REQUEST - Reproduce each of the following entries verbatim, preserving every line as it appears.

SUPPLIED INFORMATION -
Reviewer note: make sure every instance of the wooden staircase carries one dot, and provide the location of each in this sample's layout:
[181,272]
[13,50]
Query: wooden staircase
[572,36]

THE SOLUTION -
Reviewer note: make sure every instance of the wooden staircase carries one dot, and provide the location of each in this sample's layout:
[181,272]
[13,50]
Query: wooden staircase
[572,36]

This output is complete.